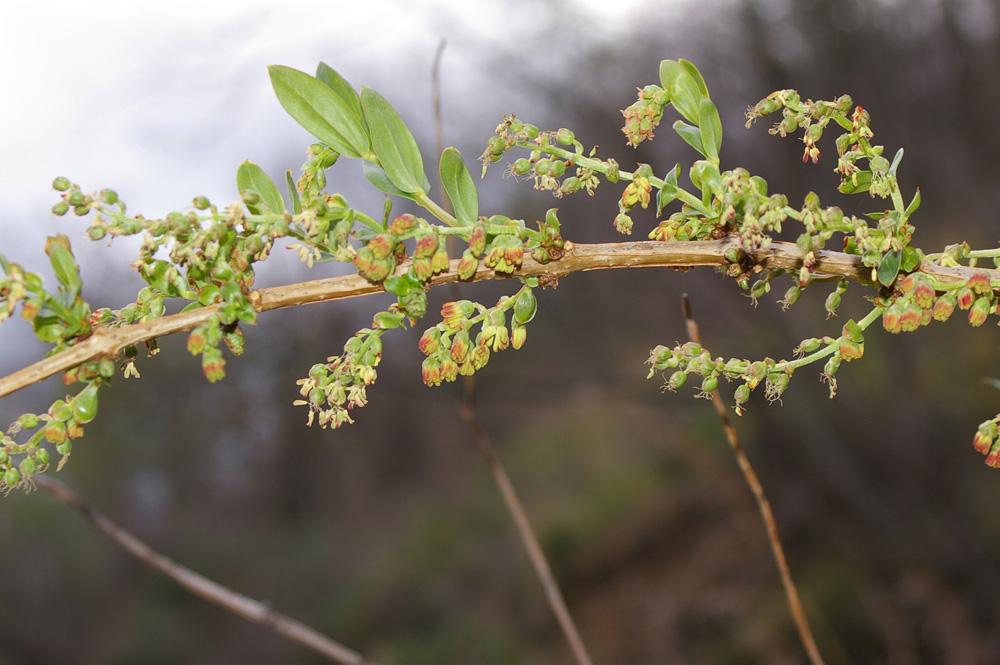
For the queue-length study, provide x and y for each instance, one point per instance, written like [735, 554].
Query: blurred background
[389, 535]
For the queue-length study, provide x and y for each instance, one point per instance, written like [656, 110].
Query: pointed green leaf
[685, 93]
[911, 259]
[293, 193]
[320, 110]
[393, 143]
[695, 74]
[63, 264]
[459, 187]
[377, 177]
[711, 129]
[339, 85]
[889, 267]
[914, 204]
[251, 177]
[864, 183]
[691, 135]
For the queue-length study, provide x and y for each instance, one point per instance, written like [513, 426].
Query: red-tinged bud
[461, 345]
[449, 369]
[912, 317]
[477, 239]
[980, 283]
[380, 246]
[426, 246]
[965, 297]
[422, 269]
[891, 318]
[924, 292]
[439, 262]
[402, 224]
[519, 334]
[907, 284]
[985, 436]
[850, 350]
[430, 341]
[454, 314]
[430, 371]
[993, 458]
[980, 311]
[363, 260]
[214, 367]
[55, 432]
[944, 307]
[380, 269]
[467, 266]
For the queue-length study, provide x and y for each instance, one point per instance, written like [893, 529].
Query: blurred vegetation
[389, 535]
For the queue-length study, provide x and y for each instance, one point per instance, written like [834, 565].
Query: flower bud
[519, 334]
[980, 283]
[430, 341]
[467, 266]
[944, 307]
[980, 310]
[965, 297]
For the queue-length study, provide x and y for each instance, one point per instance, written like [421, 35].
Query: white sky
[162, 101]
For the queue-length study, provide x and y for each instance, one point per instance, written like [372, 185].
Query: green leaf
[293, 193]
[695, 74]
[380, 179]
[251, 177]
[320, 110]
[691, 135]
[914, 204]
[895, 161]
[339, 85]
[864, 183]
[711, 129]
[668, 192]
[459, 187]
[393, 143]
[685, 93]
[911, 259]
[889, 267]
[854, 332]
[63, 264]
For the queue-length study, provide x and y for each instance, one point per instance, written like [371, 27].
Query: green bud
[28, 467]
[12, 477]
[525, 307]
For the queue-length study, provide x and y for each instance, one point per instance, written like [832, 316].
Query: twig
[213, 592]
[471, 414]
[470, 411]
[107, 342]
[764, 506]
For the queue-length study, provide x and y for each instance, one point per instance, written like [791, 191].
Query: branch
[764, 506]
[107, 342]
[213, 592]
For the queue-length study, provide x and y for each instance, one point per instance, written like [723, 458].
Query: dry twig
[764, 506]
[238, 604]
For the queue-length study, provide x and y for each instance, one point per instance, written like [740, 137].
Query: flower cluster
[334, 388]
[450, 347]
[643, 116]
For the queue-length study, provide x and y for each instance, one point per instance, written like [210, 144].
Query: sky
[162, 101]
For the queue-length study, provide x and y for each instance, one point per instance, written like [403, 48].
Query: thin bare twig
[764, 506]
[238, 604]
[470, 411]
[471, 414]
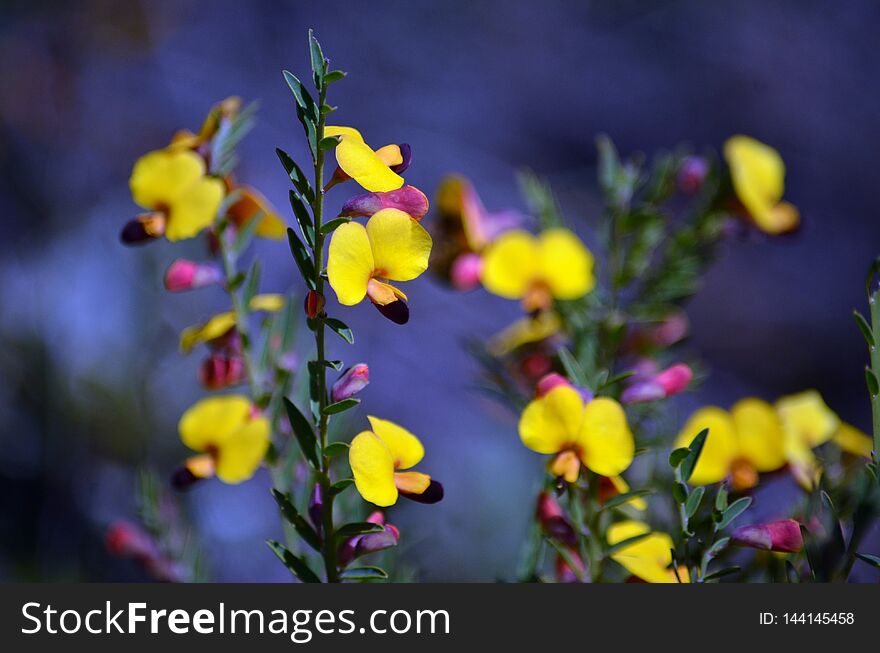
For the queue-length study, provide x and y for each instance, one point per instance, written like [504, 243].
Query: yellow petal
[212, 421]
[607, 444]
[758, 175]
[720, 449]
[401, 246]
[350, 263]
[853, 441]
[405, 448]
[373, 469]
[412, 482]
[511, 264]
[217, 326]
[648, 558]
[553, 421]
[759, 434]
[271, 303]
[161, 176]
[241, 454]
[194, 209]
[524, 331]
[806, 417]
[566, 265]
[361, 163]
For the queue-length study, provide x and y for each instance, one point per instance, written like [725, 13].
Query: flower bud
[189, 275]
[692, 174]
[220, 371]
[314, 304]
[352, 381]
[408, 199]
[552, 520]
[465, 271]
[783, 536]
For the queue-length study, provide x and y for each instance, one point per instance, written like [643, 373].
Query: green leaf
[329, 226]
[872, 560]
[733, 511]
[364, 574]
[301, 256]
[677, 456]
[336, 449]
[297, 176]
[303, 218]
[621, 499]
[693, 501]
[290, 513]
[679, 493]
[304, 433]
[695, 449]
[357, 528]
[572, 367]
[296, 565]
[339, 328]
[625, 543]
[328, 143]
[865, 328]
[871, 380]
[341, 406]
[721, 499]
[341, 486]
[334, 76]
[715, 575]
[319, 64]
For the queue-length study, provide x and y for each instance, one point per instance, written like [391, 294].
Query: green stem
[329, 545]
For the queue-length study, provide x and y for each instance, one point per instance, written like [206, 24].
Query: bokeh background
[91, 383]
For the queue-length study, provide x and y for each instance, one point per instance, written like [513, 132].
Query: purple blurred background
[91, 383]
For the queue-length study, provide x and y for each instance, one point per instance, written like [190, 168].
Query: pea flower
[537, 270]
[758, 175]
[408, 199]
[648, 558]
[783, 536]
[592, 433]
[464, 228]
[230, 435]
[360, 162]
[663, 384]
[188, 275]
[376, 458]
[392, 246]
[747, 440]
[172, 185]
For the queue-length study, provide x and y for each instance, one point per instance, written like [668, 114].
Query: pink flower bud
[408, 199]
[465, 271]
[783, 536]
[675, 379]
[189, 275]
[352, 381]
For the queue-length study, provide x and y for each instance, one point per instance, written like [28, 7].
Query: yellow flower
[376, 458]
[172, 183]
[740, 444]
[222, 323]
[807, 422]
[360, 162]
[555, 264]
[231, 439]
[595, 434]
[758, 176]
[648, 558]
[392, 246]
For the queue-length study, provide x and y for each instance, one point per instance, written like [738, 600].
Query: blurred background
[91, 382]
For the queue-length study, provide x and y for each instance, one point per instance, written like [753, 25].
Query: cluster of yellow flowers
[755, 437]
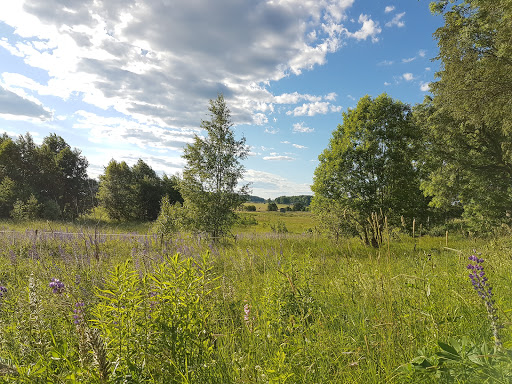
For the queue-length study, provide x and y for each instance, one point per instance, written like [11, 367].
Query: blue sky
[129, 79]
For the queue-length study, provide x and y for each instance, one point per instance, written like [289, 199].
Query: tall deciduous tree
[52, 176]
[369, 168]
[469, 120]
[212, 174]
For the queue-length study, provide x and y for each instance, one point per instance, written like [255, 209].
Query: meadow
[107, 304]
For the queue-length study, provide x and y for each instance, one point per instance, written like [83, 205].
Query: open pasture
[81, 306]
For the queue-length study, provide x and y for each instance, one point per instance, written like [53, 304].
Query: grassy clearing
[268, 308]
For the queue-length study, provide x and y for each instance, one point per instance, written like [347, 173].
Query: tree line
[448, 157]
[50, 181]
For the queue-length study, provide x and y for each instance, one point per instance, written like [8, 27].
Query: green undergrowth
[264, 308]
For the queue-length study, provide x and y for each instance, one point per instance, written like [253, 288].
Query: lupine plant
[462, 359]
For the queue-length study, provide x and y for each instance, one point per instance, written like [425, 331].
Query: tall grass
[266, 308]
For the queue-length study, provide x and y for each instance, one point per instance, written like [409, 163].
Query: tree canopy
[135, 193]
[52, 176]
[368, 167]
[468, 123]
[212, 173]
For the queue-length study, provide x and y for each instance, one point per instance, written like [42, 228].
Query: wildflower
[247, 312]
[78, 314]
[3, 291]
[481, 285]
[57, 285]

───

## WRITTEN INSTRUCTION
Retype every line from the one containing "like [425, 331]." through the end of the records, both included, keeping each line unchanged.

## EXERCISE RESULT
For the queue-length study, provide x and y for each instance, one point per instance, written like [425, 331].
Query: tall grass
[266, 308]
For the queue-length study, provide x and y for each instance, one point per instance, written like [409, 163].
Query: tree canopy
[135, 193]
[52, 176]
[368, 167]
[468, 123]
[212, 173]
For the queue-length study, provide x and y for each instance, one point per instance, written like [42, 228].
Query: wildflower
[247, 312]
[78, 314]
[3, 291]
[481, 285]
[57, 285]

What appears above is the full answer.